• _GIVEN REQUEST_
Look in the data below for the line that contains "Could you point out the silhouetted". Copy that line and the remaining lines exactly.

-- begin RECORDS PROVIDED --

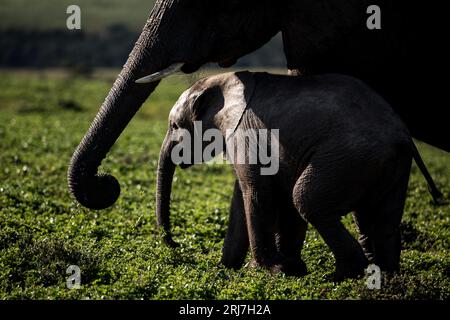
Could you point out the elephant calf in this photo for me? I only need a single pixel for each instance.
(340, 149)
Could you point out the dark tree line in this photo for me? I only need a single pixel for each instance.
(61, 48)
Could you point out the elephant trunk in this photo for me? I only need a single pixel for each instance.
(99, 191)
(166, 169)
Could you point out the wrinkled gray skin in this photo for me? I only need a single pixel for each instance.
(319, 36)
(342, 149)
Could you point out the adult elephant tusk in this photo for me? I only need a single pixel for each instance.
(161, 74)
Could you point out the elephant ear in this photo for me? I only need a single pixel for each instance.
(238, 91)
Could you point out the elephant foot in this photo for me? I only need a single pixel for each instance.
(350, 268)
(234, 264)
(290, 267)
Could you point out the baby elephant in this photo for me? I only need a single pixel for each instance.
(336, 147)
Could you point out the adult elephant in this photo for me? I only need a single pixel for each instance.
(319, 36)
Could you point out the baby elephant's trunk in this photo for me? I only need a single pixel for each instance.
(166, 169)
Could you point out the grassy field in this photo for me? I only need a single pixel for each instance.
(44, 115)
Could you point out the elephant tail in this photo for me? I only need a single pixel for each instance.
(438, 198)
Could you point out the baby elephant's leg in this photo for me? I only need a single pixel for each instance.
(387, 244)
(365, 227)
(290, 237)
(319, 197)
(236, 240)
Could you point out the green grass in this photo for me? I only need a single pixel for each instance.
(95, 15)
(119, 250)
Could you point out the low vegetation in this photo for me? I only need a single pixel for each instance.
(43, 231)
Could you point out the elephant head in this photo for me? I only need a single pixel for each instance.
(217, 102)
(179, 34)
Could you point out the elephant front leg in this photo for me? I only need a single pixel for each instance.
(236, 241)
(261, 223)
(290, 237)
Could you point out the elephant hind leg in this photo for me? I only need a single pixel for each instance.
(365, 229)
(290, 237)
(350, 259)
(387, 242)
(378, 222)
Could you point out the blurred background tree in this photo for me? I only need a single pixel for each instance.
(33, 34)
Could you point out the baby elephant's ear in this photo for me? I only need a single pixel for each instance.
(206, 101)
(238, 95)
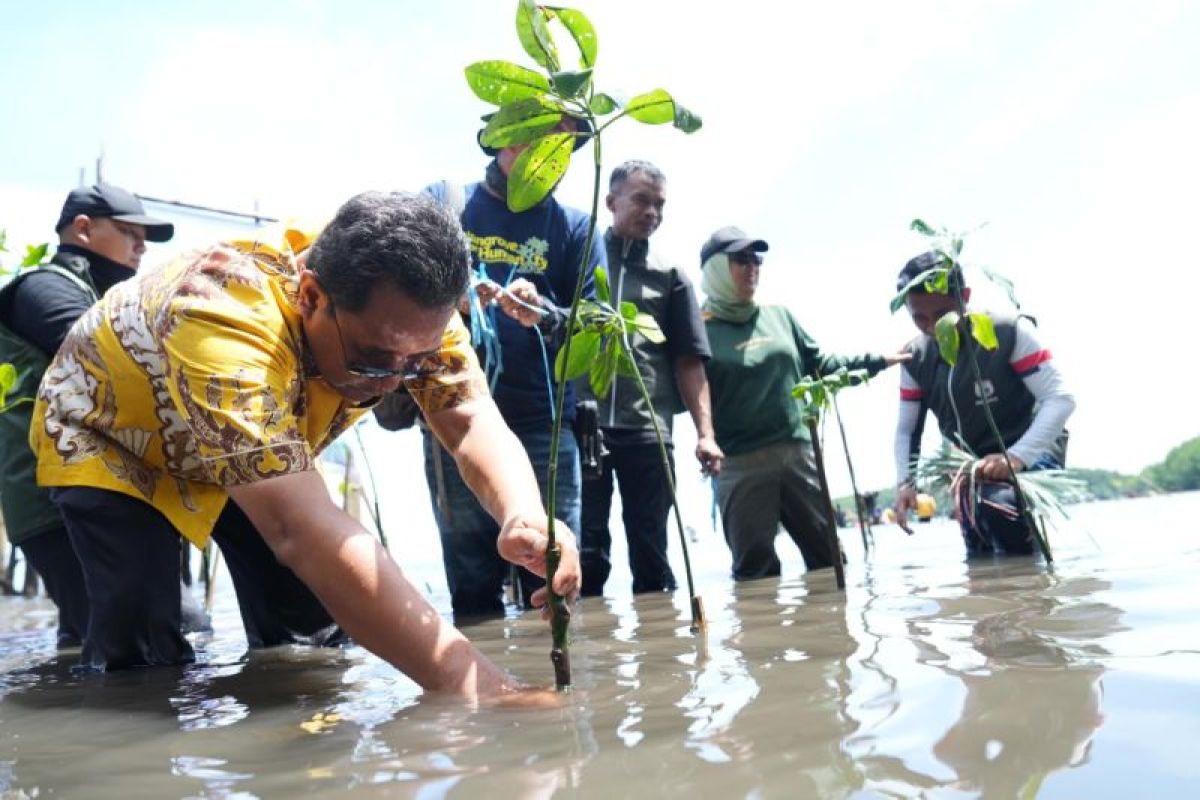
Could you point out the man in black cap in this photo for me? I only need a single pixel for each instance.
(102, 234)
(673, 371)
(526, 264)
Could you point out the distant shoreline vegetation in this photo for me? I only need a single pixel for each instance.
(1179, 471)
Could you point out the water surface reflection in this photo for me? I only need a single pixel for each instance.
(930, 677)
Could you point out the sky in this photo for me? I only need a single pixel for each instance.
(1067, 128)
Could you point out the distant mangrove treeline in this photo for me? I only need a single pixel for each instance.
(1179, 471)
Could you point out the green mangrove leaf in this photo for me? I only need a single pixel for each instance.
(35, 254)
(571, 84)
(654, 107)
(983, 330)
(940, 282)
(922, 227)
(582, 31)
(946, 331)
(521, 122)
(687, 121)
(649, 328)
(538, 169)
(604, 368)
(502, 82)
(924, 278)
(601, 104)
(7, 380)
(603, 293)
(534, 34)
(625, 365)
(585, 348)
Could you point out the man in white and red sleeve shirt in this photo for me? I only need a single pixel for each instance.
(1023, 388)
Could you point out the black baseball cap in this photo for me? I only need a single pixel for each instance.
(730, 239)
(113, 202)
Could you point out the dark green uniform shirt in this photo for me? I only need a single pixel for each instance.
(754, 366)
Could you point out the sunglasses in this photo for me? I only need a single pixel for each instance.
(414, 367)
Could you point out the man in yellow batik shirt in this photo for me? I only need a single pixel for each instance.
(221, 376)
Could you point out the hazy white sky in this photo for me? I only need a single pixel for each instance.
(1071, 127)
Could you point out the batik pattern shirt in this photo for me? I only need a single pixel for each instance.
(195, 376)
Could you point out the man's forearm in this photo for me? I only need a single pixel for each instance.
(491, 459)
(363, 588)
(694, 388)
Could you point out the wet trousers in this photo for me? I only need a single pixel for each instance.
(130, 557)
(646, 505)
(53, 558)
(475, 572)
(763, 488)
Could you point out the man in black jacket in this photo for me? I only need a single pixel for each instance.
(102, 234)
(673, 371)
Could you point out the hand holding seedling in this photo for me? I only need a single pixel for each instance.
(523, 541)
(519, 300)
(709, 456)
(993, 468)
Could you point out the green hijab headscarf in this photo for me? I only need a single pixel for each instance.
(721, 293)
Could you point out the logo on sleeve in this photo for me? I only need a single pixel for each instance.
(985, 391)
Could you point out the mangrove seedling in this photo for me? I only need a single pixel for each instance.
(949, 334)
(816, 395)
(531, 103)
(603, 350)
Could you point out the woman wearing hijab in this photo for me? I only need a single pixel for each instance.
(759, 354)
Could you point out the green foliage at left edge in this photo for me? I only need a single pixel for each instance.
(7, 380)
(533, 32)
(538, 170)
(657, 107)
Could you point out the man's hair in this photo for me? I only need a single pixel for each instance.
(408, 241)
(625, 170)
(924, 262)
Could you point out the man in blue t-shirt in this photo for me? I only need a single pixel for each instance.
(527, 265)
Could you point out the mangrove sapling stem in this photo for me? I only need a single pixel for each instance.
(210, 573)
(699, 624)
(561, 613)
(1023, 504)
(853, 483)
(831, 519)
(375, 492)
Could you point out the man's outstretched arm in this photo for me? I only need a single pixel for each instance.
(363, 588)
(493, 463)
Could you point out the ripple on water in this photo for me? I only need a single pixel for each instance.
(929, 677)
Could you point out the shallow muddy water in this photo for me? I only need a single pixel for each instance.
(929, 677)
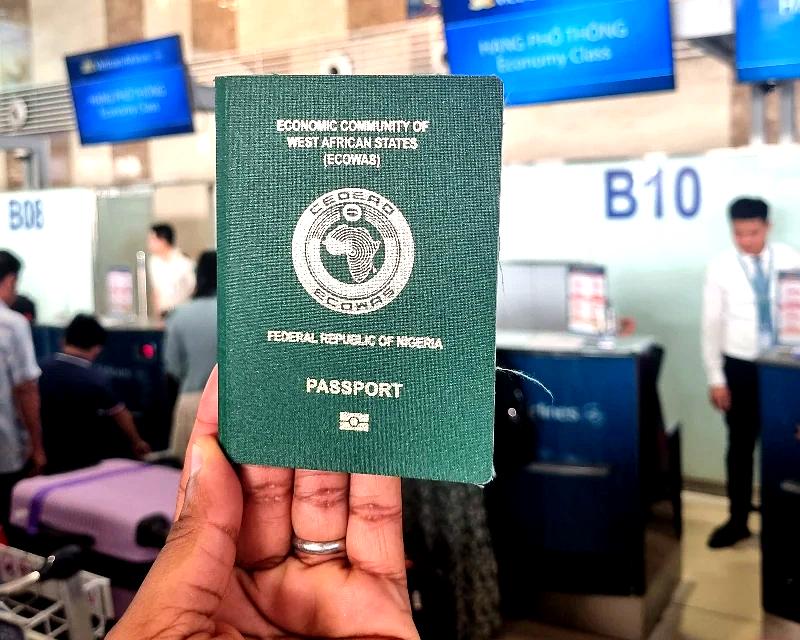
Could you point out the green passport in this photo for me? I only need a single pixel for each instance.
(357, 236)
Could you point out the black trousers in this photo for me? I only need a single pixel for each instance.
(744, 426)
(7, 482)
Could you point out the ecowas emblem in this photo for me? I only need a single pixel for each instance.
(353, 251)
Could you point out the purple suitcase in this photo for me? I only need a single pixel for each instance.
(106, 502)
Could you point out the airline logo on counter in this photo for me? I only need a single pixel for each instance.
(353, 251)
(591, 414)
(789, 7)
(88, 66)
(480, 5)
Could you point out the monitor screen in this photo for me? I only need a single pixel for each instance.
(587, 295)
(130, 92)
(767, 37)
(547, 50)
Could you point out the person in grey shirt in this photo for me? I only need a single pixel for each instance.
(21, 449)
(190, 349)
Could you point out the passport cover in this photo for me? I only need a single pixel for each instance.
(357, 237)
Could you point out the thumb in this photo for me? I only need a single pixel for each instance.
(184, 588)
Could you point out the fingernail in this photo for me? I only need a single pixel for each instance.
(197, 460)
(194, 468)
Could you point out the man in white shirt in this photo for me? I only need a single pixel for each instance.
(738, 323)
(171, 272)
(21, 448)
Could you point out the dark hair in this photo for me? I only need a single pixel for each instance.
(9, 264)
(85, 332)
(164, 231)
(25, 306)
(749, 209)
(206, 275)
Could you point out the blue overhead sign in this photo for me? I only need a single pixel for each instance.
(547, 50)
(131, 92)
(767, 40)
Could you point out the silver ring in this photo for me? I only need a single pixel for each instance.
(318, 548)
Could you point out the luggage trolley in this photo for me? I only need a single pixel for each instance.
(50, 598)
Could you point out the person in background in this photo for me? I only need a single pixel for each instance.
(81, 416)
(171, 272)
(21, 449)
(738, 323)
(190, 349)
(26, 307)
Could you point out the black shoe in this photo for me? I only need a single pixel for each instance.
(728, 535)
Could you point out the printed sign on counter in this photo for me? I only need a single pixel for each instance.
(789, 308)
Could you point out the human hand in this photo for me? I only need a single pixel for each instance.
(720, 397)
(228, 569)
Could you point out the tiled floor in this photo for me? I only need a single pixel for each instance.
(719, 596)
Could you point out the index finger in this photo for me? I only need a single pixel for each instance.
(206, 423)
(375, 526)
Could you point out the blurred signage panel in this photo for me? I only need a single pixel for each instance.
(789, 308)
(548, 50)
(130, 92)
(767, 40)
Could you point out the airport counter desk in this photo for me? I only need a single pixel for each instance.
(585, 510)
(132, 360)
(779, 376)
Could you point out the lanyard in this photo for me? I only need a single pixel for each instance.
(752, 280)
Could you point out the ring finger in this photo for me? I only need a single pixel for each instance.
(320, 510)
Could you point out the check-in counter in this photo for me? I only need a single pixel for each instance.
(132, 360)
(585, 509)
(779, 376)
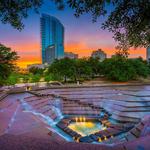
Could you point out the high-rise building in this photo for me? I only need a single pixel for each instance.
(71, 55)
(148, 55)
(52, 38)
(99, 54)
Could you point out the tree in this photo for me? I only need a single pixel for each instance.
(64, 68)
(94, 63)
(128, 20)
(7, 59)
(82, 68)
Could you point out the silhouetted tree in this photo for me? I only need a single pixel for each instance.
(7, 59)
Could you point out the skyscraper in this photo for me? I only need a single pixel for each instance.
(148, 54)
(52, 38)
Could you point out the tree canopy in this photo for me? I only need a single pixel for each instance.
(128, 20)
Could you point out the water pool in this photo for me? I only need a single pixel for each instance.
(85, 128)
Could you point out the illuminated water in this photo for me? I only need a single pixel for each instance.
(85, 128)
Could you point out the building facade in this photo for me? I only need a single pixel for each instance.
(148, 55)
(71, 55)
(52, 38)
(99, 54)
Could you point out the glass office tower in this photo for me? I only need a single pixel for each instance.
(52, 38)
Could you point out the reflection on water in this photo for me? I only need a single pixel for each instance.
(85, 128)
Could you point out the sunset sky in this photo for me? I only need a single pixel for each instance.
(81, 36)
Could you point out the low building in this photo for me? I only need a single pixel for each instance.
(99, 54)
(71, 55)
(148, 55)
(40, 66)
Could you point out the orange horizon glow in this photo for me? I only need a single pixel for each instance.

-- end RECORDS PROVIDED --

• _RESULT OF THE TASK_
Could you point out the silhouetted tree in this photo for me? I only need a single pixel for each instance.
(7, 59)
Could you point out the skyscraper in this photo for me? I only need a single pixel for each instance.
(148, 54)
(52, 38)
Could you point out the tree canopy in this photo for me? I only need a single pixel for each instance.
(128, 20)
Could you point out the water pool in this photo for me? I only need a single pixel for each instance.
(85, 128)
Could you point out the illuminated water in this photo for me? I only need a single pixel for each instance.
(85, 128)
Could you point out the building facade in this photo for me? I only need a single pixel for each instance.
(148, 55)
(71, 55)
(52, 38)
(99, 54)
Could you point out the glass office tower in this photo for me? I only need a single pixel for each instance.
(52, 38)
Could you point out the reflection on water in this photo for me? I only need a single pixel for each instance.
(85, 128)
Could you point out the sunset sky in this photo for me? I only need a single pixel for each instance.
(81, 36)
Could you point out the low building in this photo for me? I only need a single pixel for each instance.
(99, 54)
(71, 55)
(148, 55)
(40, 66)
Could you point out the orange horizon glow in this photo for me? I only need a single pixel for each instance.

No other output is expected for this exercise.